• [Tarefas a realizar]
1. Liste todas as pessoas citadas pelo nome no trecho sobre o fato jornalístico.
2. Extraia do trecho sobre o fato jornalístico a passagem que vai de "Os fatos, transformados" até "jornalístico). P. 63.".

• [Trecho para leitura]
Capítulo: “O fato como ele aconteceu”

Os fatos, transformados em notícia, são descritos como eventos autônomos, completos em si mesmos. (103).

Exagerando ao extremo aquilo que dizia Nietzsche – o mundo é cognoscível, mas diversamente interpretável, segundo as necessidade e pulsões de cada intérprete -, alguns pensadores chegam a abolir o próprio mundo, que teria sido substituído pelo seu “simulacro” (caso das já comentadas hipérboles de Baudrillard). (106) NIETZSCHE, Friedrich. Nachgelasse Fragmente 1886-1887. IN: GOMES, Wilson. Verdade e perspectiva (a questão da verdade e o fato jornalístico). P. 63.

O Muro de Berlim caiu em 9 de novembro de 1989. Tal fato ocorreu, mesmo que se discorde quanto à avaliação das causas que produziram a queda do Muro. Mas é igualmente insustentável que tal fato possa ser “capturado objetivamente” e retransmitido “fielmente” ao público, como se o jornal fosse um “espelho da realidade”. Sabemos, da mecânica quântica, que o olhar do observador altera a trajetória até mesmo de um elétron. Não apenas o olhar do observador é seletivo quanto ao evento presenciado, como ao relatar um evento o observador seleciona, hierarquiza, ordena as informações expostas, fazendo aí interferir as suas estratégias de narração. (106/107).

Dados coletados:
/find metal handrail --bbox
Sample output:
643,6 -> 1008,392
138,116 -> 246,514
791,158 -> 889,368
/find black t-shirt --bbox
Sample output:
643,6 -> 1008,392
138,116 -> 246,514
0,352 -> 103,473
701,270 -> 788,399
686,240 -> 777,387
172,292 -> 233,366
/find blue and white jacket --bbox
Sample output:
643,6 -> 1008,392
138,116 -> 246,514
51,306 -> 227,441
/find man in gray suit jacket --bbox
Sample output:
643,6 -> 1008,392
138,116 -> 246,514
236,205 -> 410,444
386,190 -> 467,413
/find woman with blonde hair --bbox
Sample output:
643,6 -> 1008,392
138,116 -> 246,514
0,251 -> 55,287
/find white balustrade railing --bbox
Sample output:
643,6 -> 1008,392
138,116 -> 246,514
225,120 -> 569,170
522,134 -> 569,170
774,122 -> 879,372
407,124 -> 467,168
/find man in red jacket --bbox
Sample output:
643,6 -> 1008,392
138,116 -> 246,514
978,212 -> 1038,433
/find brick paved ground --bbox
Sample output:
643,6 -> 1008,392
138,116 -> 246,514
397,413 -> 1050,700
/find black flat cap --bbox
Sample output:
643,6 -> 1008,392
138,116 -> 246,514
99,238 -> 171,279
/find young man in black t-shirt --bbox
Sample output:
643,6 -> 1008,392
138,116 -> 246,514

• [Respostas]
1. Friedrich Nietzsche, Baudrillard, Wilson Gomes

2.
Os fatos, transformados em notícia, são descritos como eventos autônomos, completos em si mesmos. (103).

Exagerando ao extremo aquilo que dizia Nietzsche – o mundo é cognoscível, mas diversamente interpretável, segundo as necessidade e pulsões de cada intérprete -, alguns pensadores chegam a abolir o próprio mundo, que teria sido substituído pelo seu “simulacro” (caso das já comentadas hipérboles de Baudrillard). (106) NIETZSCHE, Friedrich. Nachgelasse Fragmente 1886-1887. IN: GOMES, Wilson. Verdade e perspectiva (a questão da verdade e o fato jornalístico). P. 63.